EXCERPT PROVIDED ▸
%%

Otieno v Republic [2023] KEHC 22818 (KLR) | Bail Forfeiture | Esheria

Otieno v Republic [2023] KEHC 22818 (KLR)

Full Case Text

Otieno v Republic (Miscellaneous Criminal Application E169 of 2023) [2023] KEHC 22818 (KLR) (Crim) (29 September 2023) (Ruling)

Neutral citation: [2023] KEHC 22818 (KLR)

Republic of Kenya

In the High Court at Nairobi (Milimani Law Courts)

Criminal

Miscellaneous Criminal Application E169 of 2023

DR Kavedza, J

September 29, 2023

Between

Jack Otieno

Applicant

and

Republic

Respondent

Ruling

1. The applicant filed the notice of motion dated May 17, 2023 pursuant to section 132 of the Criminal Procedure Code(cap 75) Laws of Kenya. He prayed that this court lift the warrants of arrest issued against him on February 2, 2023 before the subordinate court. He also prayed that this court reinstates his cash bail of Kshs 300,000 forfeited to the state on April 24, 2023. The application is premised on grounds on the face thereof and reiterated in the supporting affidavit of similar date sworn by the applicant.

2. The averments made are that he is the accused in Milimani Chief Magistrate’s Court criminal case No E069 of 2023. On February 2, 2023, he was unwell and did not attend court. However, his advocate on record was present and informed the court of his absence. A warrant of arrest was issued on the said date. On March 9, 2023, he came to court to explain his absence but the court was not sitting. On April 20, 2023, he was detained when he came to court for a routine mention. He maintained that he never left the jurisdiction of the court. Further, he will suffer irreparable loss if the orders sought are not granted.

3. In response, the respondent filed grounds of opposition dated July 10, 2023. The grounds raised are that the applicant has not demonstrated reasonable grounds upon which the court can lift warrants of arrest. The applicant breached the bail terms set by the court hence the forfeiture. The applicant is devoid of merit and should be dismissed.

Analysis And Determination. 4. I have considered the application, the response, and the applicant's written submissions. The issue for determination is whether the applicant should be granted the revisionary orders sought.

%%

GIVEN INFORMATION ▸
%%

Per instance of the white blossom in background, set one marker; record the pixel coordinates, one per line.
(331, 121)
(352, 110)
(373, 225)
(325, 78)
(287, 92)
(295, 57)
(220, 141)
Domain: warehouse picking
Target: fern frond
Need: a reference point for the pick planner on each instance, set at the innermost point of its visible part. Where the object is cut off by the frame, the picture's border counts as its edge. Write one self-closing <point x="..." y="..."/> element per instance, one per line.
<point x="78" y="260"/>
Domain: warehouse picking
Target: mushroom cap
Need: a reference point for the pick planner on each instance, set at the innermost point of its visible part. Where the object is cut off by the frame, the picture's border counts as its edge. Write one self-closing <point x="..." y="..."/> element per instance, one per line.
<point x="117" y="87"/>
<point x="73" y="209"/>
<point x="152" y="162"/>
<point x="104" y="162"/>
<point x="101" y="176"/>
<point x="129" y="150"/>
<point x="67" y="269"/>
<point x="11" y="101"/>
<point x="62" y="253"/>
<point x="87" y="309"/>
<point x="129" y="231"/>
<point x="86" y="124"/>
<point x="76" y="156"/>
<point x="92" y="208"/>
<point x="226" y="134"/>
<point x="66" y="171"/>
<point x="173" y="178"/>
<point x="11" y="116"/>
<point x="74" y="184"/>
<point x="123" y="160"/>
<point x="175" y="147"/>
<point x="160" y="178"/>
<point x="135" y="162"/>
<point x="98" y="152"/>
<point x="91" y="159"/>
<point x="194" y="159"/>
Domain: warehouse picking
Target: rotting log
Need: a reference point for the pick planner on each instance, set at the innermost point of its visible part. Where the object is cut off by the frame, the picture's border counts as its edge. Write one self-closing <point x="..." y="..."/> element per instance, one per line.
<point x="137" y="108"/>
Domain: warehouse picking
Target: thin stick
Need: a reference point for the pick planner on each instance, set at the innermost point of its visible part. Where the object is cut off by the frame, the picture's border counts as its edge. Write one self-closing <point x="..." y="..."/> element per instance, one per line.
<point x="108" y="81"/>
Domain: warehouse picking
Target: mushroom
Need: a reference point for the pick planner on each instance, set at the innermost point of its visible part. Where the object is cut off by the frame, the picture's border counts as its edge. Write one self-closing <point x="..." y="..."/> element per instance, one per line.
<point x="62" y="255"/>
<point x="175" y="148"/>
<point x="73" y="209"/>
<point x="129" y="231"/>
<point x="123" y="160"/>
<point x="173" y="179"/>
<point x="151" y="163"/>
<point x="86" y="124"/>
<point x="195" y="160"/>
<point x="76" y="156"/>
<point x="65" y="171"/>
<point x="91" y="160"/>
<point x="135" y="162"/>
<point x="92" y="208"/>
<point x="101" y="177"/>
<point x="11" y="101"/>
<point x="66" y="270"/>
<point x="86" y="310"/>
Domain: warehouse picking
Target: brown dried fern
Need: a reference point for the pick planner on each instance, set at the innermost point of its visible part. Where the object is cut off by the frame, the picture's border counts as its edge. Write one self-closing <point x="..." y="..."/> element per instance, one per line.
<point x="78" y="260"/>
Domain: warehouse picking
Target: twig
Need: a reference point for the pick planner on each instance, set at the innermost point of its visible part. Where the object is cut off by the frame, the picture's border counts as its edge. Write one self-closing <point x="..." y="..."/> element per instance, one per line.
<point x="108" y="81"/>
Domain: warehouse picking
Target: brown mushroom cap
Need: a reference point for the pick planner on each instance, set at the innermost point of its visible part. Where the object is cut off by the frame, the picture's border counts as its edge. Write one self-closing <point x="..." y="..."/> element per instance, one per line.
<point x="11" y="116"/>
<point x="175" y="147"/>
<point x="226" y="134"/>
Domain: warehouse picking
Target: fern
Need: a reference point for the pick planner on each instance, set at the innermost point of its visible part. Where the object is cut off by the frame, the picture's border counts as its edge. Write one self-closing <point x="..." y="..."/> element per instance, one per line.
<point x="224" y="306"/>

%%

WHAT THE TASK REQUIRES ▸ Copy out the full text of the Otieno v Republic ruling above, word for word, with every line in its original order.

FINAL RESULT ▸
Otieno v Republic [2023] KEHC 22818 (KLR) | Bail Forfeiture | Esheria

Otieno v Republic [2023] KEHC 22818 (KLR)

Full Case Text

Otieno v Republic (Miscellaneous Criminal Application E169 of 2023) [2023] KEHC 22818 (KLR) (Crim) (29 September 2023) (Ruling)

Neutral citation: [2023] KEHC 22818 (KLR)

Republic of Kenya

In the High Court at Nairobi (Milimani Law Courts)

Criminal

Miscellaneous Criminal Application E169 of 2023

DR Kavedza, J

September 29, 2023

Between

Jack Otieno

Applicant

and

Republic

Respondent

Ruling

1. The applicant filed the notice of motion dated May 17, 2023 pursuant to section 132 of the Criminal Procedure Code(cap 75) Laws of Kenya. He prayed that this court lift the warrants of arrest issued against him on February 2, 2023 before the subordinate court. He also prayed that this court reinstates his cash bail of Kshs 300,000 forfeited to the state on April 24, 2023. The application is premised on grounds on the face thereof and reiterated in the supporting affidavit of similar date sworn by the applicant.

2. The averments made are that he is the accused in Milimani Chief Magistrate’s Court criminal case No E069 of 2023. On February 2, 2023, he was unwell and did not attend court. However, his advocate on record was present and informed the court of his absence. A warrant of arrest was issued on the said date. On March 9, 2023, he came to court to explain his absence but the court was not sitting. On April 20, 2023, he was detained when he came to court for a routine mention. He maintained that he never left the jurisdiction of the court. Further, he will suffer irreparable loss if the orders sought are not granted.

3. In response, the respondent filed grounds of opposition dated July 10, 2023. The grounds raised are that the applicant has not demonstrated reasonable grounds upon which the court can lift warrants of arrest. The applicant breached the bail terms set by the court hence the forfeiture. The applicant is devoid of merit and should be dismissed.

Analysis And Determination. 4. I have considered the application, the response, and the applicant's written submissions. The issue for determination is whether the applicant should be granted the revisionary orders sought.